Les dérives, notamment ces quinze années ici ou là, sont en contradiction avec quinze siècles d'histoire. Le plus souvent, en ces affaires de prosélytisme en rive Sud, il s'agit plus de manipulations que de foi. D'autant que nos amis catholiques après l'Indépendance, en Algérie, n'ont généralement pas cherché à convertir. Parfois, partis pour évangéliser le monde, beaucoup de prêtres et de pasteurs se sont mis à l'école des peuples, partagent leurs épreuves et ne cherchent pas à les détourner de leur foi originelle si proche. Les prêtres et les soeurs catholiques en Algérie sont appréciés pour leur sens du respect de l'autre. Le peuple algérien ne pratique pas l'amalgame. Certains affirment que les citoyens européens de confession musulmane sont heureux et libres, contrairement aux chrétiens en terre d'Islam.

**Données étudiées**
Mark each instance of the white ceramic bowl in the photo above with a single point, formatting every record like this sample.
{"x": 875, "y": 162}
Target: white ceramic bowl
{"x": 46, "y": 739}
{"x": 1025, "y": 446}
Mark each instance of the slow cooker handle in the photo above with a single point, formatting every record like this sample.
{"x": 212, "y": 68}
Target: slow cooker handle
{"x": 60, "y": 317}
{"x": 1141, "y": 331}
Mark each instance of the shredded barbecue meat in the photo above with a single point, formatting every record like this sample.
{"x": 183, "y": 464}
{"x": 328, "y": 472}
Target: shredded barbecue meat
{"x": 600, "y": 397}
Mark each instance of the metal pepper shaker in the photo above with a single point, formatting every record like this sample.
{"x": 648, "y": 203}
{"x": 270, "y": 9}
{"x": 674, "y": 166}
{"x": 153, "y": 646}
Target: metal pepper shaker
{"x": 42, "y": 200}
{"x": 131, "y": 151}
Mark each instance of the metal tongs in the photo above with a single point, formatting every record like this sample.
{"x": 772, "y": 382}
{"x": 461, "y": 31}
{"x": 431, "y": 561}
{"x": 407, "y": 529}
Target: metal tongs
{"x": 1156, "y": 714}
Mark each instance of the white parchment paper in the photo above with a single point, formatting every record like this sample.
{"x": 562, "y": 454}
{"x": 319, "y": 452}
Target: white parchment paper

**Travail demandé**
1. D'après le texte sur le prosélytisme en Algérie, pour quelle qualité les prêtres et les sœurs catholiques y sont-ils appréciés ?
2. Reproduisez le passage du texte sur le prosélytisme en Algérie qui va de « Les dérives, notamment » jusqu'à « en terre d'Islam. ».
3. Poursuivez le texte sur le prosélytisme en Algérie à la suite de sa dernière phrase.

**Résultats**
1. Pour leur sens du respect de l'autre.

2.
Les dérives, notamment ces quinze années ici ou là, sont en contradiction avec quinze siècles d'histoire. Le plus souvent, en ces affaires de prosélytisme en rive Sud, il s'agit plus de manipulations que de foi. D'autant que nos amis catholiques après l'Indépendance, en Algérie, n'ont généralement pas cherché à convertir. Parfois, partis pour évangéliser le monde, beaucoup de prêtres et de pasteurs se sont mis à l'école des peuples, partagent leurs épreuves et ne cherchent pas à les détourner de leur foi originelle si proche. Les prêtres et les soeurs catholiques en Algérie sont appréciés pour leur sens du respect de l'autre. Le peuple algérien ne pratique pas l'amalgame. Certains affirment que les citoyens européens de confession musulmane sont heureux et libres, contrairement aux chrétiens en terre d'Islam.

3.
C'est aller vite en besogne. S'il est vrai que des progrès notables ont lieu pour sortir la pratique de la troisième religion monothéiste des «caves», et que des acquis sont enregistrés, la situation est loin d'être satisfaisante. L'islamophobie, le racisme et des discriminations insidieuses restent visibles. Quoi qu'il en soit, on doit chacun oeuvrer pour améliorer en rives Nord et Sud les conditions de vie des uns et des autres. L'émulation doit tendre vers la générosité et l'hospitalité, chacun devant en même temps respecter les lois du pays et de la République.
Tout comme des musulmans sont préoccupés par cette propagande «d'évangélisation», on comprend que des chrétiens s'inquiètent et s'interrogent sur les réactions jugées excessives et autres mesures restrictives, d'autant que nombre d'entre nous, Algériens musulmans, comme disait en 1861 l'Emir Abd El Kader sauvant des milliers de chrétiens d'une mort certaine à Damas, au nom de notre foi et des droits humains exprimons le souci de la solidarité et du discernement. Il faut garder raison. Car en dehors de ceux qui s'émeuvent sincèrement, des courants islamophobes et algérophobes, mal intentionnés, amplifient la difficile gestion de ce dossier, versent des larmes de crocodile, veulent diviser et asseoir leur influence.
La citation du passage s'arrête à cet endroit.